== GEKOZEN TEKST ==
74
Jan Cremer schrijft uit Amerika: Herinner me haar uit de jaren 58-60, den Haag, als een lekkere donkere stoot met enorme kanjers van tieten. Trok vooral de aandacht, omdat ze 's zomers in dunne zomerjurken liep, zonder beha. Haar enorme Israëlische tepels als torpedoos door de gebloemde stof; en alles wipte op de maat.
Ze was een soort makker van me. Ze werkte in nachtclubs (ik meen o.a. Villa d'Este) als lady-barkeeper, waardoor ik steeds drankjes van haar gratis kreeg. Hekel aan betalen heb ik altijd gehad, vooral als er geen poen was: no monnie in de pokket. We zakten vaak hele nachten door, met allerlei Haagse penoze-figuren, en ontwaakten dan in de hitte van het Scheveningse strand. Enorm gelachen inderdaad! Een keer vond ik mezelf terug in een ouwe Amerikaanse auto, vol Surinamers en ander gespuis op weg: nachtelijke strafexpeditie.

== UITTREKSEL GEGEVENS ==
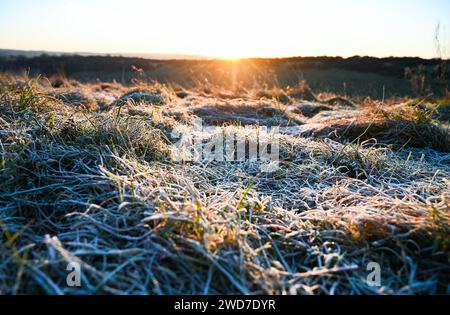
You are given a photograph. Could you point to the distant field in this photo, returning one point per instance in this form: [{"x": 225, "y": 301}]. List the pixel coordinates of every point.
[{"x": 356, "y": 76}]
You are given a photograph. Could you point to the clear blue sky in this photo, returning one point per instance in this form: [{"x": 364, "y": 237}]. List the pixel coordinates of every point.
[{"x": 228, "y": 28}]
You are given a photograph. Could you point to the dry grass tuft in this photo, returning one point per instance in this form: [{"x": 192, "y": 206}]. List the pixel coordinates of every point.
[{"x": 96, "y": 188}]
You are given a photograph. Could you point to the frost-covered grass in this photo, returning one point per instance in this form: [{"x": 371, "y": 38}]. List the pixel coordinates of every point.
[{"x": 97, "y": 187}]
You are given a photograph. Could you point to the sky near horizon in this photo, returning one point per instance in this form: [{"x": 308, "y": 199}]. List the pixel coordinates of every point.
[{"x": 228, "y": 28}]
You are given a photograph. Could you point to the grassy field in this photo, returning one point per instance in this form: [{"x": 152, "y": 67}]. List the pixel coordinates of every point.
[{"x": 87, "y": 178}]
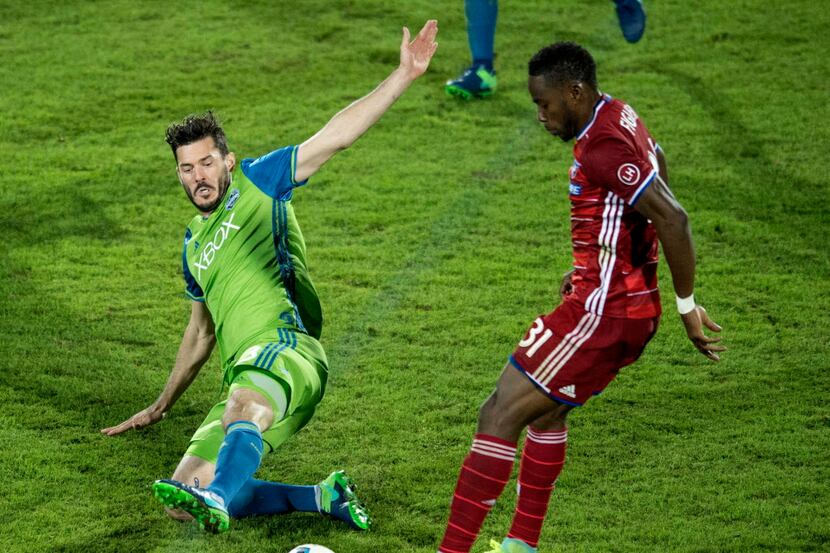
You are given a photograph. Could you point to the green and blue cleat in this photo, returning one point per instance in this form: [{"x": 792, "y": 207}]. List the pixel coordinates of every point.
[
  {"x": 206, "y": 508},
  {"x": 476, "y": 82},
  {"x": 338, "y": 500},
  {"x": 511, "y": 545}
]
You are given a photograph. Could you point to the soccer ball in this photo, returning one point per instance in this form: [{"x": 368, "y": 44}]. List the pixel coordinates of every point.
[{"x": 311, "y": 548}]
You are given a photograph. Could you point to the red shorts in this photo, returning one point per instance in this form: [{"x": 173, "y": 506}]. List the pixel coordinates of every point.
[{"x": 571, "y": 354}]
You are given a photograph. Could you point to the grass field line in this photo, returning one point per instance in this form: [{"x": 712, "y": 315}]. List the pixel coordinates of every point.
[{"x": 446, "y": 232}]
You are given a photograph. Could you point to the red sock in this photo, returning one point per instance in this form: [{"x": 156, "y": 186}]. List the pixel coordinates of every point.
[
  {"x": 483, "y": 475},
  {"x": 542, "y": 460}
]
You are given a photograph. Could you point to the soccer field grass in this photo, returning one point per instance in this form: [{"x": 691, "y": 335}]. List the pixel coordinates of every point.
[{"x": 433, "y": 242}]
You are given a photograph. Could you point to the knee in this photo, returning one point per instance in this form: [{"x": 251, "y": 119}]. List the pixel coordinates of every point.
[
  {"x": 248, "y": 405},
  {"x": 554, "y": 420},
  {"x": 499, "y": 418}
]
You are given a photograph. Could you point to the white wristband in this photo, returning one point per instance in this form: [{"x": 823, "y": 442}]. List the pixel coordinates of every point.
[{"x": 686, "y": 305}]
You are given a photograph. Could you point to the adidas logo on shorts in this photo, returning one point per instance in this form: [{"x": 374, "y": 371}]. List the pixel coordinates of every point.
[{"x": 569, "y": 391}]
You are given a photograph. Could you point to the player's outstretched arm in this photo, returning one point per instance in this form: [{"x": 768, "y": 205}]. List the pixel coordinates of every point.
[
  {"x": 348, "y": 125},
  {"x": 672, "y": 226},
  {"x": 194, "y": 351}
]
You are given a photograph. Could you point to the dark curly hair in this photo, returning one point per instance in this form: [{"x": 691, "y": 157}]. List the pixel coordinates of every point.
[
  {"x": 196, "y": 127},
  {"x": 564, "y": 62}
]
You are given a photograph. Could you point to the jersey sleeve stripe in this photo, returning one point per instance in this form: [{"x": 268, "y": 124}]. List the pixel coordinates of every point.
[{"x": 642, "y": 188}]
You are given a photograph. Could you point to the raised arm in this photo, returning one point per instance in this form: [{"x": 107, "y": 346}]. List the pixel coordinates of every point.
[
  {"x": 349, "y": 124},
  {"x": 194, "y": 351},
  {"x": 672, "y": 226}
]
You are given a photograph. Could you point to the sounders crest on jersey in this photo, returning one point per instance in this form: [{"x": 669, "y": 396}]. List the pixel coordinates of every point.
[{"x": 311, "y": 548}]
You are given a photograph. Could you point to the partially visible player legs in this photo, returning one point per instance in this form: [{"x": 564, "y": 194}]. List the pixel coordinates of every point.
[
  {"x": 632, "y": 19},
  {"x": 206, "y": 484},
  {"x": 514, "y": 404},
  {"x": 478, "y": 80},
  {"x": 246, "y": 413}
]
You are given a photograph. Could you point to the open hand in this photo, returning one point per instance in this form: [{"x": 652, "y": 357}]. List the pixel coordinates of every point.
[
  {"x": 415, "y": 55},
  {"x": 694, "y": 321},
  {"x": 145, "y": 417}
]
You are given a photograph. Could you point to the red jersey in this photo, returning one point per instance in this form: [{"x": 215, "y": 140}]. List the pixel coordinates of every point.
[{"x": 615, "y": 247}]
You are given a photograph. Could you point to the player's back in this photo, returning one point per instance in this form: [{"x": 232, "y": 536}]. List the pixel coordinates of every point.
[{"x": 615, "y": 247}]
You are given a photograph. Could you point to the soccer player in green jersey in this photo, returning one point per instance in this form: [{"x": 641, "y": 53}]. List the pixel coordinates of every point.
[{"x": 245, "y": 270}]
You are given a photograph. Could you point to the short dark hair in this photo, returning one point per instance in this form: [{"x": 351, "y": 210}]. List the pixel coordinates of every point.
[
  {"x": 564, "y": 62},
  {"x": 196, "y": 127}
]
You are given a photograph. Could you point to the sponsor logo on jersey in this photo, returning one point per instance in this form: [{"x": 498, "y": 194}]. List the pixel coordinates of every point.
[
  {"x": 628, "y": 119},
  {"x": 629, "y": 174},
  {"x": 569, "y": 391},
  {"x": 232, "y": 199},
  {"x": 219, "y": 237},
  {"x": 249, "y": 355}
]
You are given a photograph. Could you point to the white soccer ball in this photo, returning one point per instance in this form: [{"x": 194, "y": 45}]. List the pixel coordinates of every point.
[{"x": 311, "y": 548}]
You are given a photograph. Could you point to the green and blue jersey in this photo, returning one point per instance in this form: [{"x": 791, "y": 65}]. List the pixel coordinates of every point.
[{"x": 247, "y": 259}]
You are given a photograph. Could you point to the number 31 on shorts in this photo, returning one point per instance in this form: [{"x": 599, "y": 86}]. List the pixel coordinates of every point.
[{"x": 534, "y": 338}]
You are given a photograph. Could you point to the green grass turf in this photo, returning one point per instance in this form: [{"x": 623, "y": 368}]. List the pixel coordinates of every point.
[{"x": 434, "y": 242}]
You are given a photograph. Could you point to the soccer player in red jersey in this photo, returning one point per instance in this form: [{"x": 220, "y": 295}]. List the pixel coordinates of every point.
[{"x": 620, "y": 206}]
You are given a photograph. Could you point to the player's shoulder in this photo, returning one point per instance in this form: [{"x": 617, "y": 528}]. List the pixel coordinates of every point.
[
  {"x": 616, "y": 125},
  {"x": 193, "y": 226}
]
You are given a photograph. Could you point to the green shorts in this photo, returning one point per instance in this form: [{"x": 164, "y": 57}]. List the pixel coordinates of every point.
[{"x": 291, "y": 360}]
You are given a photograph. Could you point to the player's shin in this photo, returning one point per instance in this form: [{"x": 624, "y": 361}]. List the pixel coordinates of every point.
[
  {"x": 238, "y": 459},
  {"x": 484, "y": 474},
  {"x": 542, "y": 459},
  {"x": 260, "y": 497}
]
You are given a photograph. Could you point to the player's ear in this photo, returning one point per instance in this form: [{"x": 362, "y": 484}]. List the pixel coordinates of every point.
[{"x": 576, "y": 90}]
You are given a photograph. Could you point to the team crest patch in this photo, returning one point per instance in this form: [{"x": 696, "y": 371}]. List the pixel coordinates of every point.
[
  {"x": 232, "y": 199},
  {"x": 629, "y": 174}
]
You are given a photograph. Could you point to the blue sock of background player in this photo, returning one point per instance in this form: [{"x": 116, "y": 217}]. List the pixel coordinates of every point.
[
  {"x": 479, "y": 80},
  {"x": 632, "y": 18},
  {"x": 481, "y": 30}
]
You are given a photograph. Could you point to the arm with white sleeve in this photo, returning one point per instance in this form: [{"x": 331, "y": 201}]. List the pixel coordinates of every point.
[{"x": 671, "y": 222}]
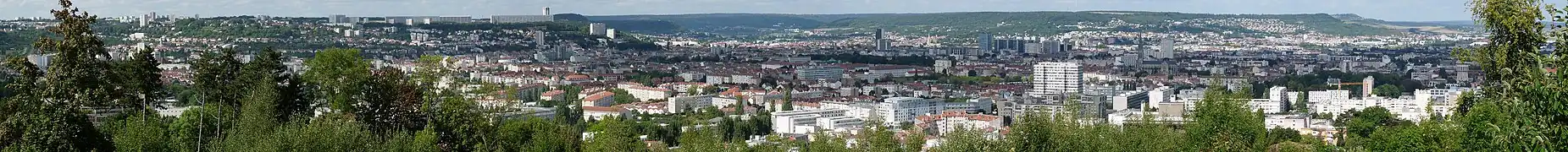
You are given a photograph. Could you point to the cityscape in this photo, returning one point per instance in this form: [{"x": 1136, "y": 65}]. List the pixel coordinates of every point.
[{"x": 554, "y": 80}]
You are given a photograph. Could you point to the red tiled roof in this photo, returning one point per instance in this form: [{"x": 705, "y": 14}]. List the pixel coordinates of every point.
[
  {"x": 601, "y": 108},
  {"x": 600, "y": 96}
]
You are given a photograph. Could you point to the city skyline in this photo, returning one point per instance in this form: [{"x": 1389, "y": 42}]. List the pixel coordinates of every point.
[{"x": 1387, "y": 10}]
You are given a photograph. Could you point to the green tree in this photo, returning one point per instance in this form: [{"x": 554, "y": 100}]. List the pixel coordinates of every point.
[
  {"x": 612, "y": 135},
  {"x": 967, "y": 140},
  {"x": 141, "y": 133},
  {"x": 341, "y": 76},
  {"x": 1223, "y": 122},
  {"x": 392, "y": 102},
  {"x": 49, "y": 119}
]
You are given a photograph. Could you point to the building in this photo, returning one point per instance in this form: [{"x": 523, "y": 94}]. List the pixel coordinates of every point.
[
  {"x": 899, "y": 110},
  {"x": 518, "y": 19},
  {"x": 985, "y": 43},
  {"x": 645, "y": 93},
  {"x": 337, "y": 19},
  {"x": 810, "y": 121},
  {"x": 819, "y": 73},
  {"x": 1129, "y": 99},
  {"x": 600, "y": 99},
  {"x": 609, "y": 33},
  {"x": 950, "y": 121},
  {"x": 1057, "y": 79},
  {"x": 943, "y": 65},
  {"x": 457, "y": 19},
  {"x": 602, "y": 111},
  {"x": 598, "y": 29},
  {"x": 1167, "y": 49},
  {"x": 694, "y": 102}
]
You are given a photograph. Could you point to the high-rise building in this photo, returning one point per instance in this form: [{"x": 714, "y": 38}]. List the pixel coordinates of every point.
[
  {"x": 819, "y": 73},
  {"x": 897, "y": 110},
  {"x": 985, "y": 43},
  {"x": 1366, "y": 86},
  {"x": 609, "y": 33},
  {"x": 516, "y": 19},
  {"x": 336, "y": 19},
  {"x": 1057, "y": 79},
  {"x": 1167, "y": 49},
  {"x": 596, "y": 29},
  {"x": 882, "y": 43}
]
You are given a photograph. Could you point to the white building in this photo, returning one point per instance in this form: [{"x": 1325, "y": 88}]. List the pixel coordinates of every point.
[
  {"x": 1128, "y": 99},
  {"x": 810, "y": 121},
  {"x": 692, "y": 102},
  {"x": 950, "y": 121},
  {"x": 897, "y": 110},
  {"x": 645, "y": 93},
  {"x": 516, "y": 19},
  {"x": 1057, "y": 79},
  {"x": 819, "y": 73},
  {"x": 596, "y": 29},
  {"x": 602, "y": 111}
]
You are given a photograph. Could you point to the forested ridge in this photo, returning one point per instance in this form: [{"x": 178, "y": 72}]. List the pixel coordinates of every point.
[{"x": 263, "y": 107}]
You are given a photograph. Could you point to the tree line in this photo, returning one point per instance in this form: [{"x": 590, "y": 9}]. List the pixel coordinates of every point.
[{"x": 342, "y": 104}]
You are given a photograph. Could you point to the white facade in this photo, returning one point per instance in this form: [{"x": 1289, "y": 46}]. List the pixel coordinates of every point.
[
  {"x": 690, "y": 102},
  {"x": 810, "y": 121},
  {"x": 897, "y": 110},
  {"x": 516, "y": 19},
  {"x": 645, "y": 93},
  {"x": 596, "y": 29},
  {"x": 819, "y": 73},
  {"x": 1057, "y": 79}
]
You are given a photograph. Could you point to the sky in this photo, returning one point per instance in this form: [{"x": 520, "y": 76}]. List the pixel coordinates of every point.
[{"x": 1387, "y": 10}]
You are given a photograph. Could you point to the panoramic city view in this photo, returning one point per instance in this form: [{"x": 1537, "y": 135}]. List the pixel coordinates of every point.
[{"x": 783, "y": 76}]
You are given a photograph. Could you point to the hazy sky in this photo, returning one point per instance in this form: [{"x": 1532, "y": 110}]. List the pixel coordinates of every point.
[{"x": 1387, "y": 10}]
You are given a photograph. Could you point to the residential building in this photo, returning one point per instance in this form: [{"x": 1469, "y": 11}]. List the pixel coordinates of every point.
[
  {"x": 950, "y": 121},
  {"x": 810, "y": 121},
  {"x": 819, "y": 73},
  {"x": 1057, "y": 79},
  {"x": 899, "y": 110},
  {"x": 600, "y": 99}
]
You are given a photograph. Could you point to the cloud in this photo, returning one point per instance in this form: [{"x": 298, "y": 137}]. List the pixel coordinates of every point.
[{"x": 1391, "y": 10}]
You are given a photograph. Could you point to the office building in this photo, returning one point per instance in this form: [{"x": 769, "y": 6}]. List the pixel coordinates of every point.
[
  {"x": 519, "y": 19},
  {"x": 1167, "y": 51},
  {"x": 609, "y": 33},
  {"x": 899, "y": 110},
  {"x": 457, "y": 19},
  {"x": 1057, "y": 79},
  {"x": 337, "y": 19},
  {"x": 596, "y": 29},
  {"x": 1129, "y": 100},
  {"x": 810, "y": 121},
  {"x": 819, "y": 73},
  {"x": 985, "y": 43}
]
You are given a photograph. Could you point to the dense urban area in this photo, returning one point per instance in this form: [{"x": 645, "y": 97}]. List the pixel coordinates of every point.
[{"x": 946, "y": 82}]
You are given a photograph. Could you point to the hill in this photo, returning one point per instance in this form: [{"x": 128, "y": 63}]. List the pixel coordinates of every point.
[{"x": 1035, "y": 22}]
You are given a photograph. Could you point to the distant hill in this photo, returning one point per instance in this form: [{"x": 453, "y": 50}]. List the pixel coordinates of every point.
[{"x": 1035, "y": 22}]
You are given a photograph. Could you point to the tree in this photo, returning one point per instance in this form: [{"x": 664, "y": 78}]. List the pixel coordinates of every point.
[
  {"x": 967, "y": 140},
  {"x": 612, "y": 137},
  {"x": 141, "y": 133},
  {"x": 341, "y": 76},
  {"x": 1223, "y": 122},
  {"x": 49, "y": 119},
  {"x": 143, "y": 80},
  {"x": 1387, "y": 91},
  {"x": 392, "y": 104}
]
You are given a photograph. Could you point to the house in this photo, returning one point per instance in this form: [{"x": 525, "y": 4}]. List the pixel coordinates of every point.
[{"x": 600, "y": 99}]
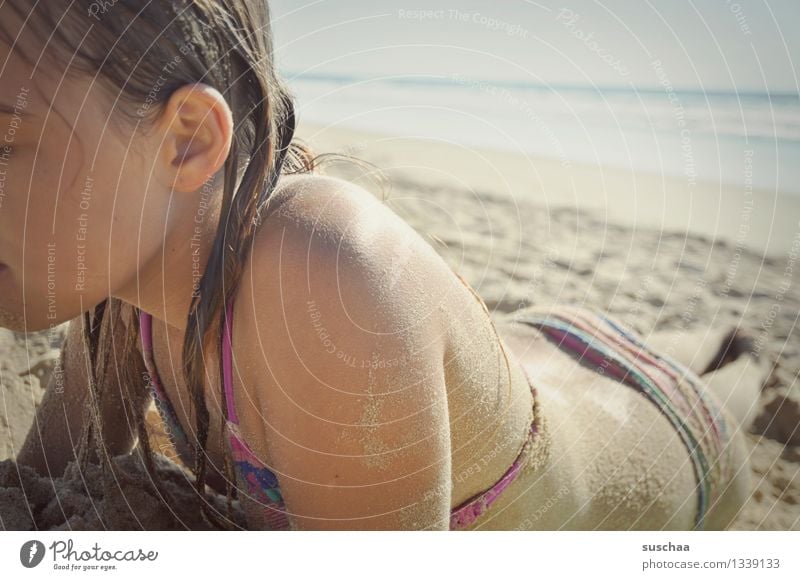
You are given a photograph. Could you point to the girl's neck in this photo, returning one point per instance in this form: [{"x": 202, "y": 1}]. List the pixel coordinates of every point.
[{"x": 166, "y": 282}]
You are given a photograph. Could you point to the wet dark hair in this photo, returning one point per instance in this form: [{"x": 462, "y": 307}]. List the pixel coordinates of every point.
[{"x": 127, "y": 46}]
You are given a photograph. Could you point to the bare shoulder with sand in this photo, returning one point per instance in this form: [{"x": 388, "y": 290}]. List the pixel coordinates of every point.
[{"x": 610, "y": 457}]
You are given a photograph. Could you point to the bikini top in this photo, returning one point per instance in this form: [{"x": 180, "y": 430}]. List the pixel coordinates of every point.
[{"x": 260, "y": 482}]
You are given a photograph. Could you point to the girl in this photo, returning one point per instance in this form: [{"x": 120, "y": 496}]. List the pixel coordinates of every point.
[{"x": 307, "y": 350}]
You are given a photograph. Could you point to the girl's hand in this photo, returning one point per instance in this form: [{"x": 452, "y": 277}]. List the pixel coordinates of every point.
[{"x": 346, "y": 359}]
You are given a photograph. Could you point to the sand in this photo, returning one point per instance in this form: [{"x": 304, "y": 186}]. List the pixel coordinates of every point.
[{"x": 521, "y": 231}]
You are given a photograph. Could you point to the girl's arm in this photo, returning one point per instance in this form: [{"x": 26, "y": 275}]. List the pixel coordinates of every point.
[
  {"x": 58, "y": 422},
  {"x": 345, "y": 357}
]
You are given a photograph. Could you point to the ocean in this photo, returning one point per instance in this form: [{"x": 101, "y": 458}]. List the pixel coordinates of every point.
[{"x": 737, "y": 139}]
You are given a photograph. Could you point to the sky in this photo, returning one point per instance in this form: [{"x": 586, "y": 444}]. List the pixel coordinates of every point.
[{"x": 696, "y": 45}]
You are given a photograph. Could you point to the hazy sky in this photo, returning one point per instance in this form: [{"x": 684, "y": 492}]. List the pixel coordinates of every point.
[{"x": 749, "y": 45}]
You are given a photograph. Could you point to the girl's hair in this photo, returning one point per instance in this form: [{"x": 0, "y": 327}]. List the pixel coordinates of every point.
[{"x": 142, "y": 52}]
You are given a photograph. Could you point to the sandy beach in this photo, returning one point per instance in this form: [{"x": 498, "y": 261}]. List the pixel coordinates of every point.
[{"x": 658, "y": 253}]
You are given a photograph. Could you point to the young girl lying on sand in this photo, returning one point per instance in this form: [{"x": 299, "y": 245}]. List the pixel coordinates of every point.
[{"x": 308, "y": 351}]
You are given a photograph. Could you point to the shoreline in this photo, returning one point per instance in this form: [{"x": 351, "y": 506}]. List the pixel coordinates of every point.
[{"x": 760, "y": 221}]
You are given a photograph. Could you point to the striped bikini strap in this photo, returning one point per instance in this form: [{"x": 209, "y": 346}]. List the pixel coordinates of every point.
[{"x": 684, "y": 408}]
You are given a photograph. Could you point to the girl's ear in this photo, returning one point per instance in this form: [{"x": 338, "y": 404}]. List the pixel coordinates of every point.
[{"x": 196, "y": 127}]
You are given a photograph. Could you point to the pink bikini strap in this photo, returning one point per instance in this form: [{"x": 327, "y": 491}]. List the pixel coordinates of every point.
[
  {"x": 146, "y": 335},
  {"x": 227, "y": 363},
  {"x": 146, "y": 332}
]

== KORTE OPDRACHT 1 ==
Schrijf uit de gekozen tekst letterlijk over wat tussen "Ze was een soort" en "weg: nachtelijke strafexpeditie." staat, met die woorden erbij.
== KORTE OPDRACHT 2 ==
Geef kort antwoord op deze vragen over de gekozen tekst:
(a) In welke stad kende de schrijver haar in de jaren 58-60?
(b) Welk werk deed ze in nachtclubs?
(c) Waar werden ze wakker na een hele nacht doorzakken?

== EINDRESULTAAT 1 ==
Ze was een soort makker van me. Ze werkte in nachtclubs (ik meen o.a. Villa d'Este) als lady-barkeeper, waardoor ik steeds drankjes van haar gratis kreeg. Hekel aan betalen heb ik altijd gehad, vooral als er geen poen was: no monnie in de pokket. We zakten vaak hele nachten door, met allerlei Haagse penoze-figuren, en ontwaakten dan in de hitte van het Scheveningse strand. Enorm gelachen inderdaad! Een keer vond ik mezelf terug in een ouwe Amerikaanse auto, vol Surinamers en ander gespuis op weg: nachtelijke strafexpeditie.

== EINDRESULTAAT 2 ==
(a) Den Haag
(b) Ze werkte als lady-barkeeper.
(c) In de hitte van het Scheveningse strand